# WHAT YOU WILL DO
When you copy the entries, match them exactly and omit the pictures.

Saved data entries:
═══
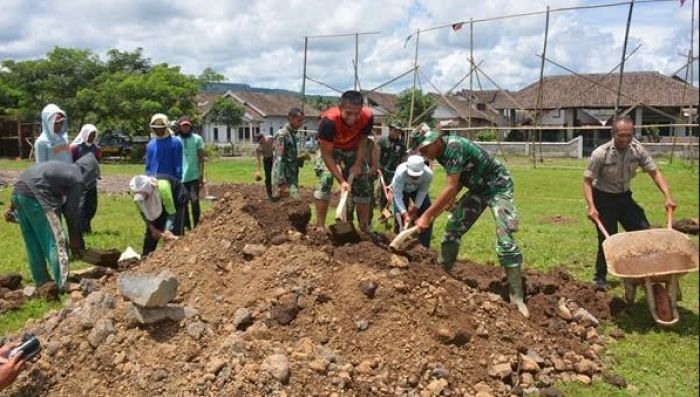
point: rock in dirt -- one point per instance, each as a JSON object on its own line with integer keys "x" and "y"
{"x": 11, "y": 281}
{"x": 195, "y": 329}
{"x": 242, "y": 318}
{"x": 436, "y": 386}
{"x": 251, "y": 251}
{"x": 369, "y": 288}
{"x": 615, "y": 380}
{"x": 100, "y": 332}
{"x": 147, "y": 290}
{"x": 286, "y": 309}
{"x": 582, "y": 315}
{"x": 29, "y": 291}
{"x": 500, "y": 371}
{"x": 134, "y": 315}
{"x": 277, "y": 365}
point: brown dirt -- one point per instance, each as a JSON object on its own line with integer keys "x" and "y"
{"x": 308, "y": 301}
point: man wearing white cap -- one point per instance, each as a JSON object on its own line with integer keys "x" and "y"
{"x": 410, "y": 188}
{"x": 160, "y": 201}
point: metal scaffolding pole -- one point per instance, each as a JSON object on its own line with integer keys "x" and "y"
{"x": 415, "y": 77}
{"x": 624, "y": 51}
═══
# OUTPUT FOR THIS TASK
point: rock in dirt -- one point per instance, each as a JSON object on its own line with integer keys "x" and "y"
{"x": 11, "y": 281}
{"x": 195, "y": 329}
{"x": 242, "y": 318}
{"x": 436, "y": 386}
{"x": 251, "y": 251}
{"x": 369, "y": 288}
{"x": 615, "y": 380}
{"x": 100, "y": 332}
{"x": 147, "y": 290}
{"x": 286, "y": 309}
{"x": 582, "y": 315}
{"x": 29, "y": 291}
{"x": 500, "y": 371}
{"x": 134, "y": 315}
{"x": 277, "y": 365}
point: brown dirt -- one point per instance, each as a JSON object on its own line with integer keys "x" and "y"
{"x": 308, "y": 301}
point: man wearing white cap -- one point per instance, each as a JSON object on its own line with integer keys "x" and "y"
{"x": 410, "y": 188}
{"x": 160, "y": 201}
point: metal scaffolding pole -- one point per instance, each as a JSON object on its own line with integer keys "x" and "y"
{"x": 415, "y": 77}
{"x": 624, "y": 51}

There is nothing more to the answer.